**Task requirements**
For every record that follows, write out the text exactly and omit the picture, if one is present.

**Records for the task**
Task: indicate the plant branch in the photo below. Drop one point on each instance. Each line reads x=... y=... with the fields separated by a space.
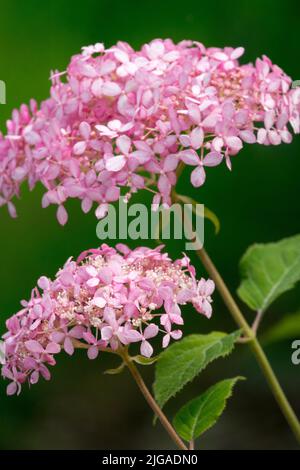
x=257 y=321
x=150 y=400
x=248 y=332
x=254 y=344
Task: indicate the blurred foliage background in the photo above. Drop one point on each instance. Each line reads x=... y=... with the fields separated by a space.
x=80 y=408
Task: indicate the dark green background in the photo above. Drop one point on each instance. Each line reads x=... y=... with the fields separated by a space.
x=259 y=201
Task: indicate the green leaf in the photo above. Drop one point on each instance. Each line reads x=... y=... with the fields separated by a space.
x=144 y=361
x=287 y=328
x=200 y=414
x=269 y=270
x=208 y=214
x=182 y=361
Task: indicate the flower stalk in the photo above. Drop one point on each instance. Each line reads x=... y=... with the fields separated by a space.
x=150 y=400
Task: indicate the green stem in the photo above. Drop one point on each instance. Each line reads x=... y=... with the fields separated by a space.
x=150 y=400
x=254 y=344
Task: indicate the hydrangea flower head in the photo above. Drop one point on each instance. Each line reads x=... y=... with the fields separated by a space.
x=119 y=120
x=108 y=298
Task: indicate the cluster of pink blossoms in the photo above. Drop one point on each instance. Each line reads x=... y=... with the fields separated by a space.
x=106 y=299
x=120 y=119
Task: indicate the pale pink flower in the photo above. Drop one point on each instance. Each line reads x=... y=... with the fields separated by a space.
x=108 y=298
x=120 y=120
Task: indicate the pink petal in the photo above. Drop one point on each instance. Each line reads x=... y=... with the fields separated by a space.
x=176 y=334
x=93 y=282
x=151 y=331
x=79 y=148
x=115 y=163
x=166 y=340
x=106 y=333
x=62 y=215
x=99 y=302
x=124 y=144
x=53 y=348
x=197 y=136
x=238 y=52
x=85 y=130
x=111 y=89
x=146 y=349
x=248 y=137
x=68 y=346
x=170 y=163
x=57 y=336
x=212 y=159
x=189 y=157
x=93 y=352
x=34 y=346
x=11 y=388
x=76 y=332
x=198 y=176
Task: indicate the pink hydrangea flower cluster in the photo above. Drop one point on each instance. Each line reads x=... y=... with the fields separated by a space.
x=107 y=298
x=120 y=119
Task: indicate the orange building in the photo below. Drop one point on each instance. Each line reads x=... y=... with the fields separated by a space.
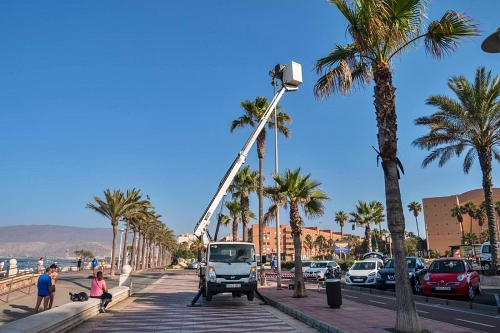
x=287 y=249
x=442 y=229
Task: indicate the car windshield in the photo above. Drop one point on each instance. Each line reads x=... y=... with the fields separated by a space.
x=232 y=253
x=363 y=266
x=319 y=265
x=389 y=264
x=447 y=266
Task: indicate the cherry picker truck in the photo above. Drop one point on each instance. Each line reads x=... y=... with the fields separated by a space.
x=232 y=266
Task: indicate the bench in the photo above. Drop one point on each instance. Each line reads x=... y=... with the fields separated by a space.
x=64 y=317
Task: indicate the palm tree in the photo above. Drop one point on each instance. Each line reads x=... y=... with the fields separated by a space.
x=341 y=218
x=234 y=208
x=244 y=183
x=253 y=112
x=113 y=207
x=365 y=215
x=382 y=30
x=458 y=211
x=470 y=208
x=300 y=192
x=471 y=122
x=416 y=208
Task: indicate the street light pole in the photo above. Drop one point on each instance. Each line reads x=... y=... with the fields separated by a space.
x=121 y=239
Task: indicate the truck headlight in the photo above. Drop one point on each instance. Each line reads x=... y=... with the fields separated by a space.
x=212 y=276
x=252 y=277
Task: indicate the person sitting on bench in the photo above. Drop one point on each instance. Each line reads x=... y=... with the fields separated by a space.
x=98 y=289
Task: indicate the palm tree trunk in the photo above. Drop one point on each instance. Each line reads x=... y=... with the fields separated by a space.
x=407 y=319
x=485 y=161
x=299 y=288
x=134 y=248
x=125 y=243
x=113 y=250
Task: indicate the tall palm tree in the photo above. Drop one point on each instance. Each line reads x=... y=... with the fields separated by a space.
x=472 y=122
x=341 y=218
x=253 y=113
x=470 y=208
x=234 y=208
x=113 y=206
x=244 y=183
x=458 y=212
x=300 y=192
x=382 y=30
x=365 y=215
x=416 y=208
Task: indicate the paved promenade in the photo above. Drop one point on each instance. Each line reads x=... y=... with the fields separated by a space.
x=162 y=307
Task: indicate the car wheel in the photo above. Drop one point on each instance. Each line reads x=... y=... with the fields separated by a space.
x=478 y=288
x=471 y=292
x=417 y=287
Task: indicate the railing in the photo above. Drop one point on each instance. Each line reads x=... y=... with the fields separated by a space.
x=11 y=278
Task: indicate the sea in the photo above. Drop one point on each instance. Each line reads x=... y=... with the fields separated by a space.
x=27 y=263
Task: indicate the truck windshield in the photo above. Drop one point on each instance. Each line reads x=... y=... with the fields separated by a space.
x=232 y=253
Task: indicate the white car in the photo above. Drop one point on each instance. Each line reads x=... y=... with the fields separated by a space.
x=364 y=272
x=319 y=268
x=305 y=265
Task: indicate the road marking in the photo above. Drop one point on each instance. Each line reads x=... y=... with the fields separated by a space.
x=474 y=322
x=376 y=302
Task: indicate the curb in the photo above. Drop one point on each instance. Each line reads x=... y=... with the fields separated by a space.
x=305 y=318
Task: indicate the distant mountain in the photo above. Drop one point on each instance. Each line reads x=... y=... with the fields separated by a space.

**Task response**
Task: indicate the plant branch in the photo below. Drop one point on each instance. Each line reads x=... y=... with the fields separated by a space.
x=257 y=321
x=150 y=400
x=248 y=332
x=254 y=344
Task: indicate the blurred foliage background in the photo above. Drop one point on each instance. Each line reads x=... y=... with the fields separated by a space.
x=80 y=408
Task: indicate the dark green background in the photo above. Drop one point on each instance. Each line reads x=... y=... with the fields separated by a space.
x=259 y=201
Task: indicate the green leaf in the photo above. Drop one point on each instance. Each line reads x=... y=... with the fields separated by a space.
x=144 y=361
x=287 y=328
x=200 y=414
x=269 y=270
x=208 y=214
x=182 y=361
Task: indicate the flower stalk in the photo above. Drop one point on each instance. Each line reads x=... y=... with the fields separated by a space.
x=150 y=400
Task: indicate the green stem in the photo above. Drop one point on each instance. Each line reads x=... y=... with the fields separated by a space.
x=150 y=400
x=254 y=344
Task: indicate the hydrangea flower head in the photo above. Drop one point on each instance. Each line reads x=... y=... with the fields separated by a space.
x=119 y=120
x=108 y=298
Task: indicate the cluster of pink blossoms in the photo above. Drop one point on each instance. Each line reads x=... y=... with the fields separated by a space.
x=106 y=299
x=120 y=119
Task: indicate the pale pink flower in the photo above. Drop one point on each instance. Each line reads x=... y=... with the fields separated by a space.
x=108 y=298
x=120 y=120
Task: indicate the pink petal in the photo above. Drop one point on each instance. Each line reads x=... y=... with the fields separated by a space.
x=176 y=334
x=93 y=282
x=151 y=331
x=79 y=148
x=115 y=163
x=166 y=340
x=106 y=333
x=62 y=215
x=99 y=302
x=124 y=144
x=53 y=348
x=197 y=136
x=238 y=52
x=85 y=130
x=111 y=89
x=146 y=349
x=248 y=137
x=68 y=346
x=170 y=163
x=57 y=336
x=212 y=159
x=189 y=157
x=93 y=352
x=34 y=346
x=11 y=388
x=76 y=332
x=198 y=176
Task: indicate the pink hydrangea flower cluster in the photo above. Drop one point on each instance. Each line reads x=... y=... with the fields separated by a space.
x=107 y=298
x=120 y=119
Task: indicate the orange building in the photo below. Drop one point on each instance. Each line reads x=... y=... with the fields separated by a space.
x=287 y=249
x=442 y=229
Task: indicate the car windshield in the photo above. Drop one point on each instance. Each line reads x=... y=... with the fields separated by a space.
x=232 y=253
x=363 y=266
x=319 y=265
x=389 y=264
x=447 y=266
Task: indicate the cherry picker truck in the photo above. Drop one point on each instance. Each line reads x=... y=... with the fields separated by a space.
x=232 y=266
Task: indicate the bench in the photo above. Drop one point on each instance. Each line reads x=... y=... with the fields separated by a space.
x=64 y=317
Task: indicate the palm tree in the photo above. Drop one point on each instance. Each line reads x=... y=... with the fields separated by a space.
x=341 y=218
x=234 y=208
x=244 y=183
x=253 y=112
x=113 y=207
x=365 y=215
x=382 y=30
x=458 y=211
x=470 y=208
x=300 y=192
x=471 y=122
x=416 y=208
Task: indicate the street light pole in the photo above. Drop one point on each instance. Each line reads x=... y=... with the fields separated by a space.
x=121 y=239
Task: indicate the truck headlight in the photo above. Drop one point on each instance. Each line reads x=... y=... with the fields separated by a space.
x=212 y=276
x=252 y=277
Task: indicate the person sitting on bench in the photo above. Drop one point on each instance. Each line reads x=... y=... with the fields separated by a space.
x=98 y=289
Task: indicate the palm tree trunk in the photo above. Drop one point on each instance. Each line reads x=... y=... with the fields separated by a space.
x=407 y=319
x=485 y=161
x=299 y=288
x=134 y=248
x=125 y=243
x=113 y=250
Task: indicate the tall palm tree in the photo above. Drop one point on each instance. Each line reads x=... y=... with the fields separated by a space.
x=472 y=122
x=341 y=218
x=253 y=113
x=470 y=208
x=234 y=208
x=113 y=206
x=244 y=183
x=458 y=212
x=300 y=192
x=382 y=30
x=365 y=215
x=416 y=208
Task: indicate the paved promenade in the photo above. Drop one point on each instance. Each line reads x=... y=... with the fields separated by a space.
x=162 y=307
Task: indicate the car wheel in the photo above. Drop one point on each instance. Each line reads x=... y=... with the fields separated by a space.
x=478 y=288
x=471 y=292
x=417 y=287
Task: indicate the railing in the photo above. Drop one point on each instance. Each line reads x=... y=... with the fields separated by a space.
x=11 y=278
Task: indicate the sea in the photo above. Drop one point on each instance. Each line reads x=... y=... with the fields separated by a space.
x=27 y=263
Task: indicate the truck windshield in the photo above. Drop one point on each instance. Each line reads x=... y=... with the fields separated by a space.
x=232 y=253
Task: indicate the white car in the photo above. Drop one point on each instance. Each line reads x=... y=... with the fields separated by a space.
x=364 y=272
x=319 y=268
x=305 y=265
Task: indicate the road marking in the photo above. Drop one point on each instance. Each line reads x=... y=... with the fields separated by a space.
x=474 y=322
x=376 y=302
Task: indicate the curb in the photo above. Drop one point on each instance. Each line reads x=... y=... with the fields separated by a space.
x=305 y=318
Task: indicate the distant mountain in the photo above. Drop one point on each instance. Each line reads x=... y=... with the fields separated by a space.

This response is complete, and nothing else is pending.